*Requests*
a: In the fireproofing post, what material was applied with several plies of sheetrock/drywall as a fire retardant?
b: Set down the part of the fireproofing post that starts at "Well i can see" and ends at "vincentdunn.com...".
c: Name every building material mentioned in the fireproofing post.

*Extracted text*

-- START --

Well i can see you did not read my post and do research or you would have noticed that their was not fireproofing in the towers untill after the 1975 fire.


Actually, there was from the first day of finished construction. Asbestos was applied in conjunction with several plies of sheetrock/drywall as a fire retardant in lieu of heavier concrete and on the steel.

I did find the following link and excerpt. It was done during construction as was common when asbestos could legally be used as a fire retardant. Vincent Dunn is either a current or ex-fireman. The following is not an accurate description of the twin towers but simply discussing commercial buildings in general. I present it to validate asbestos was used during construction and maintained while the twin towers were standing.

vincentdunn.com...

-- END --

*Stored data*
-- START --

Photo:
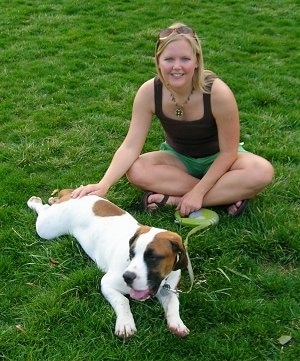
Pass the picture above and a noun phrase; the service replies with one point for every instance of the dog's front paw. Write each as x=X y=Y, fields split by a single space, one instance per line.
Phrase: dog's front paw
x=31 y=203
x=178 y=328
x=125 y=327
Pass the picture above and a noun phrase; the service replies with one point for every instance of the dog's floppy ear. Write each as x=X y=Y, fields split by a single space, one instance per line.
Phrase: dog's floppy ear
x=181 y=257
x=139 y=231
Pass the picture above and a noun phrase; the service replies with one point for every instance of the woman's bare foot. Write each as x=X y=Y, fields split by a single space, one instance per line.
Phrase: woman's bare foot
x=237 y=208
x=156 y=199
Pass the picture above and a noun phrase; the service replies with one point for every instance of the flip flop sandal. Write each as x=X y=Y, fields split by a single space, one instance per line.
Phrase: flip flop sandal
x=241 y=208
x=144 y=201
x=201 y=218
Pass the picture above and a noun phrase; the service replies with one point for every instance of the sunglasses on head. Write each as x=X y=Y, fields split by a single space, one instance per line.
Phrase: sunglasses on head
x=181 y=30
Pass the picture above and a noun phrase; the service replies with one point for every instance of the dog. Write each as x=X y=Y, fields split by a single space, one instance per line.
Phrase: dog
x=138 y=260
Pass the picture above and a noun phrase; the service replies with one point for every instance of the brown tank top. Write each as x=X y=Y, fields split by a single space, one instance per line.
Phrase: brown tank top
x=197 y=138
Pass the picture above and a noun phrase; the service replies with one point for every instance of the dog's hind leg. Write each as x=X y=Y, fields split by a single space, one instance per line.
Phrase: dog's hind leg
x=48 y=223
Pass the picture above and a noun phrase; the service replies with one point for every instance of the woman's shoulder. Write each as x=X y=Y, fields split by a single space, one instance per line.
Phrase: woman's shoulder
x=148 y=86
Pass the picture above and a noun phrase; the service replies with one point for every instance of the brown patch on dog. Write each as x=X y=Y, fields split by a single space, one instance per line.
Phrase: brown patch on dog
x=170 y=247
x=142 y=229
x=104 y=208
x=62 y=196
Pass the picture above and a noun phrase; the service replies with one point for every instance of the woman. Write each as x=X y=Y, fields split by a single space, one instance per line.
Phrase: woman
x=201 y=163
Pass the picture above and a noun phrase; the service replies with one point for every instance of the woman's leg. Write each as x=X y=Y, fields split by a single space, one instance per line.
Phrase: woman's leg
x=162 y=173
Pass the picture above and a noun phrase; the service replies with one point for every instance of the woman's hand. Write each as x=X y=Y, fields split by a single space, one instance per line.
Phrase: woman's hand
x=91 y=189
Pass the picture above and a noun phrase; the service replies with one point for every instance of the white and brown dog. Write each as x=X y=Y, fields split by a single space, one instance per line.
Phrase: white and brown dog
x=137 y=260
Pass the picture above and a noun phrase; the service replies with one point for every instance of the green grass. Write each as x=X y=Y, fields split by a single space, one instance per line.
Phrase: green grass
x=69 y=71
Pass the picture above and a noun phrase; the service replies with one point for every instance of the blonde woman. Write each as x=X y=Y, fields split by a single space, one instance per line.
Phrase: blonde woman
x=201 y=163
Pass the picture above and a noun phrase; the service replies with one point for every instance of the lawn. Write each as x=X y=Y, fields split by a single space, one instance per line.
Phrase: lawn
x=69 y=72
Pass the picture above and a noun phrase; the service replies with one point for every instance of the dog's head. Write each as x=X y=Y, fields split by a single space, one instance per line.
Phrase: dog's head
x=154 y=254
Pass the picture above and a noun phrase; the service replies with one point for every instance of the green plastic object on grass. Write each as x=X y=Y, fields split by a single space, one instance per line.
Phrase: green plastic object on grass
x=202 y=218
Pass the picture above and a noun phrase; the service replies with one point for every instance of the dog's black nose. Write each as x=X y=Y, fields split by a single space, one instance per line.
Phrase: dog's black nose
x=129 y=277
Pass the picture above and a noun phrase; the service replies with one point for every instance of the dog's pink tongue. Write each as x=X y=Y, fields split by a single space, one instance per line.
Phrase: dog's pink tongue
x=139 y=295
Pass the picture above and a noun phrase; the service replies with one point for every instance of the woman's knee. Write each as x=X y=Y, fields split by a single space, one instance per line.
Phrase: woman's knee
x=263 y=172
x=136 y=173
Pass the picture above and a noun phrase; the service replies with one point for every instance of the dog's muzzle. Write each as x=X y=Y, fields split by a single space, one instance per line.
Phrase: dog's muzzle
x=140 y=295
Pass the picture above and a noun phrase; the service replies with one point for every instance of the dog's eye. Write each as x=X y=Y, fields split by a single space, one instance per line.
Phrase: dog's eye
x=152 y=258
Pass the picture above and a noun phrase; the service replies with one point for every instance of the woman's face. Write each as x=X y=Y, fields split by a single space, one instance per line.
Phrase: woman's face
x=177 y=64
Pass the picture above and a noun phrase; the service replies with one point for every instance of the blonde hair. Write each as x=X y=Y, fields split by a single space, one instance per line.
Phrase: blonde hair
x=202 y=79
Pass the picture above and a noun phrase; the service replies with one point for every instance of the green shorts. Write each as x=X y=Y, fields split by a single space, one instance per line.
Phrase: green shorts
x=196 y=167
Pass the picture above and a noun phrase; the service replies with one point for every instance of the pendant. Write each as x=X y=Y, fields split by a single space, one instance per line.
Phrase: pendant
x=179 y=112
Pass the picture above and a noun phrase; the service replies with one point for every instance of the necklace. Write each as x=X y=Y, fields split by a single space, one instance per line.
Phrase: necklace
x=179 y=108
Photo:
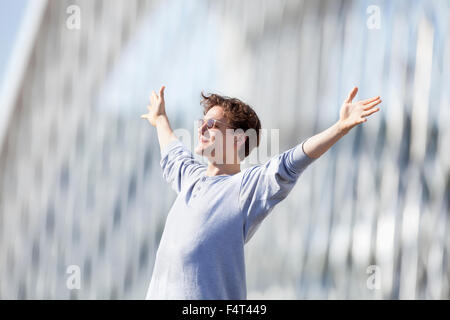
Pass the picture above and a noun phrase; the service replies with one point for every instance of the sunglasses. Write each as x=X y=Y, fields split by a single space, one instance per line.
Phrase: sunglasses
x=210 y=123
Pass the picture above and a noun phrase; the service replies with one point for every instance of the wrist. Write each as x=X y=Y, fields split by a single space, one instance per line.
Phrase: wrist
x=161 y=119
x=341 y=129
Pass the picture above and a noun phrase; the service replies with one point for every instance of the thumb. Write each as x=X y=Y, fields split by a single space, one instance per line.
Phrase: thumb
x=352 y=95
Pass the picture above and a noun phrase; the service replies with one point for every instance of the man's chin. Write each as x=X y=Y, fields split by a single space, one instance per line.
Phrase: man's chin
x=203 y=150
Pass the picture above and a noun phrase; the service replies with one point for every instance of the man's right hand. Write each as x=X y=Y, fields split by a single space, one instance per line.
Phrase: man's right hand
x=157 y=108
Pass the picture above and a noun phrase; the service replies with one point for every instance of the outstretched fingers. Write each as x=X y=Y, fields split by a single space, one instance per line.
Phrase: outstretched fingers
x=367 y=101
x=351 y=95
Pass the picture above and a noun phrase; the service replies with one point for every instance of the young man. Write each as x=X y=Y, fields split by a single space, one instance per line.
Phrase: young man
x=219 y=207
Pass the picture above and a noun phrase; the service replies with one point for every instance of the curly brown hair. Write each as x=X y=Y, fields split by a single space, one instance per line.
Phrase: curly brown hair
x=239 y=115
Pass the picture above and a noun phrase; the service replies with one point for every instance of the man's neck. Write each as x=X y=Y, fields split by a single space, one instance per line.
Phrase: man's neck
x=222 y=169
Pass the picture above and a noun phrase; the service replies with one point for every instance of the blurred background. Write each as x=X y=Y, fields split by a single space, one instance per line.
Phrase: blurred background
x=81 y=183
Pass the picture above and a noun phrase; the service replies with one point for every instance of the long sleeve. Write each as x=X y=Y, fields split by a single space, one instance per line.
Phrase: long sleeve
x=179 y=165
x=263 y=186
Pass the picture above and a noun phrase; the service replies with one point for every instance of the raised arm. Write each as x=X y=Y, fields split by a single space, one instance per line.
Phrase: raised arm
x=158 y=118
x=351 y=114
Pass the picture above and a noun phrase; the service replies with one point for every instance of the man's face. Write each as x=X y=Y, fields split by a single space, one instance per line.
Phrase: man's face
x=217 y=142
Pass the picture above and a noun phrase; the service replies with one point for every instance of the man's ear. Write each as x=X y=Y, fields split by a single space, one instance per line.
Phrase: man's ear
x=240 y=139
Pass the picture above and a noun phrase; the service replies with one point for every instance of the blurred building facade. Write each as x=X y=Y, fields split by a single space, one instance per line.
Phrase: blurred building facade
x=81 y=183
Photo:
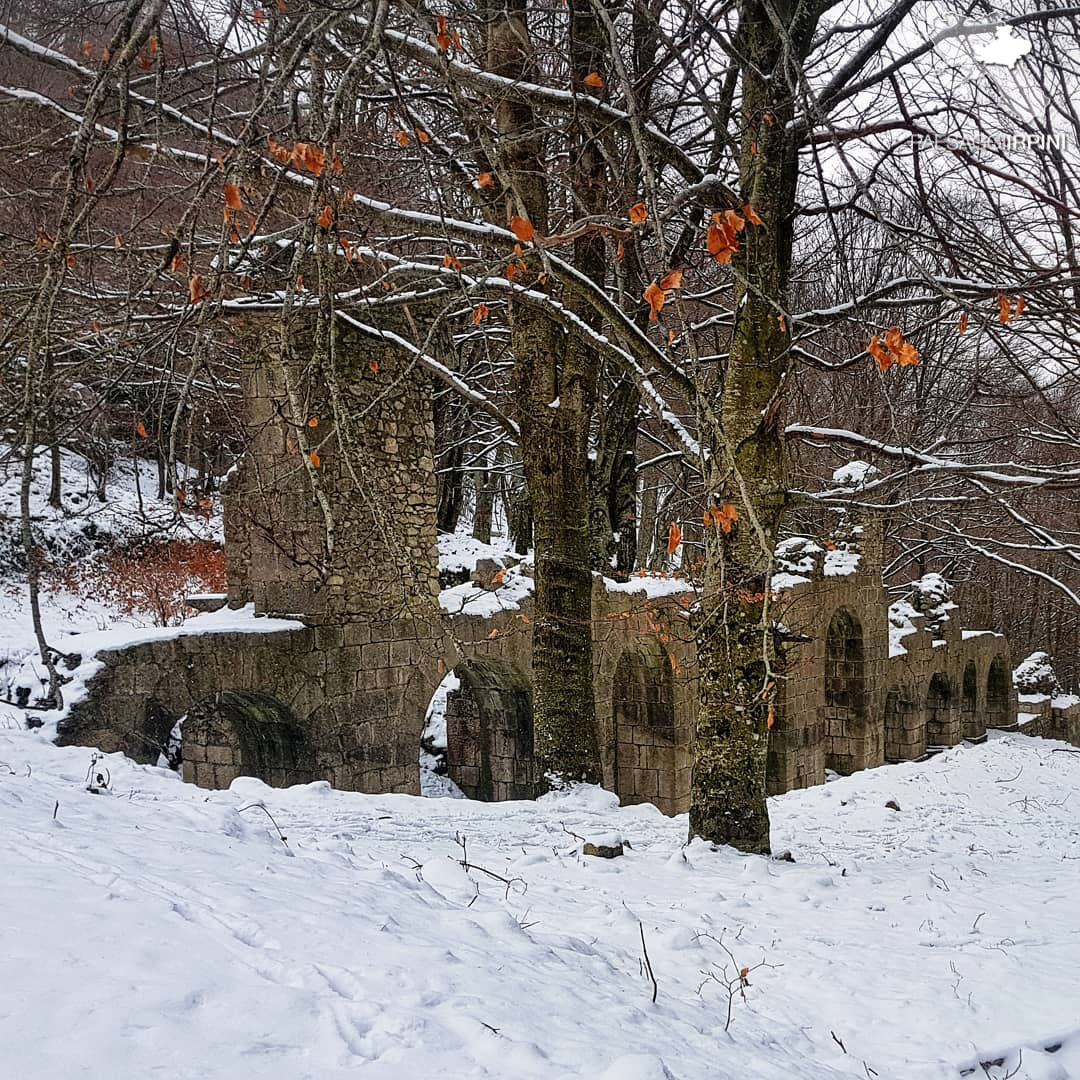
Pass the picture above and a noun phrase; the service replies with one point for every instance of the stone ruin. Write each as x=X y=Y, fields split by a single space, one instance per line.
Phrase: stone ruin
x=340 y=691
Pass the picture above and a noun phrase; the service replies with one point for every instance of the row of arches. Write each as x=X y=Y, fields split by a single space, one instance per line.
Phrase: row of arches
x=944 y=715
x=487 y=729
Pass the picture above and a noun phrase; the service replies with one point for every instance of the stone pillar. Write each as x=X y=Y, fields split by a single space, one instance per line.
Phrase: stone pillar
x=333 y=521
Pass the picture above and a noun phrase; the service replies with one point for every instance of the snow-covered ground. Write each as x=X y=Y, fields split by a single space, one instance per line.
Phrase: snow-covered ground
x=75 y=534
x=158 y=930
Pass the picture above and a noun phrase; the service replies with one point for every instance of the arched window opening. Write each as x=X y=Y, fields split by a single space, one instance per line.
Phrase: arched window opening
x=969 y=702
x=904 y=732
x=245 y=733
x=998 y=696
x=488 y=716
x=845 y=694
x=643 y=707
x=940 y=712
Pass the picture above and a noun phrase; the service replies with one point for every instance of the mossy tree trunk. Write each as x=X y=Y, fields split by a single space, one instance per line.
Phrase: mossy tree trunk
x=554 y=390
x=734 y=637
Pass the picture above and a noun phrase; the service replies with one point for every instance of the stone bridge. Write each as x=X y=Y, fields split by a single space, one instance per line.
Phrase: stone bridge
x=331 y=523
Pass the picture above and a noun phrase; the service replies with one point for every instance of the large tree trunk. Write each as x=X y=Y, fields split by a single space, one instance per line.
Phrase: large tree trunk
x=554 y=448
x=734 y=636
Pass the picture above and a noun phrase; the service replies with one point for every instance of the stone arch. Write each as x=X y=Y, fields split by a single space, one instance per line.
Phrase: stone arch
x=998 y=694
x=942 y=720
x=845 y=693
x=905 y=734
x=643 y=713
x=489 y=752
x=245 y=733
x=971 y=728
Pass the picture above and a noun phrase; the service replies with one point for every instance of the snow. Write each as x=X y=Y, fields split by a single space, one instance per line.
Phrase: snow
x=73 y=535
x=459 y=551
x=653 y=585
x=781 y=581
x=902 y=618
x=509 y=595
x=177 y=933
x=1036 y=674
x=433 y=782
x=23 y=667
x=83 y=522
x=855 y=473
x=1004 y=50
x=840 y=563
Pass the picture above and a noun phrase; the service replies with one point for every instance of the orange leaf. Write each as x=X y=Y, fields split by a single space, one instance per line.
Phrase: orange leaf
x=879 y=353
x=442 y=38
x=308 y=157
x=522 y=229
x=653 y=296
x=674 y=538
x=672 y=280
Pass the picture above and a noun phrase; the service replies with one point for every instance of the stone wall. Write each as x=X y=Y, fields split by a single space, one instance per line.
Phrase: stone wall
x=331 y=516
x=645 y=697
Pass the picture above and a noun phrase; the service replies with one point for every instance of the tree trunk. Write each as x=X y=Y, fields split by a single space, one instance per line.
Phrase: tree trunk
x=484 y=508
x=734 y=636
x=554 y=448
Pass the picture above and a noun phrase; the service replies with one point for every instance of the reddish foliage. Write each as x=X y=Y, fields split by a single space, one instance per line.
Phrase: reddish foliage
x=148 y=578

-- END --

*In response*
a: Asbestos

b:
Well i can see you did not read my post and do research or you would have noticed that their was not fireproofing in the towers untill after the 1975 fire.


Actually, there was from the first day of finished construction. Asbestos was applied in conjunction with several plies of sheetrock/drywall as a fire retardant in lieu of heavier concrete and on the steel.

I did find the following link and excerpt. It was done during construction as was common when asbestos could legally be used as a fire retardant. Vincent Dunn is either a current or ex-fireman. The following is not an accurate description of the twin towers but simply discussing commercial buildings in general. I present it to validate asbestos was used during construction and maintained while the twin towers were standing.

vincentdunn.com...

c: Asbestos, sheetrock/drywall, concrete, steel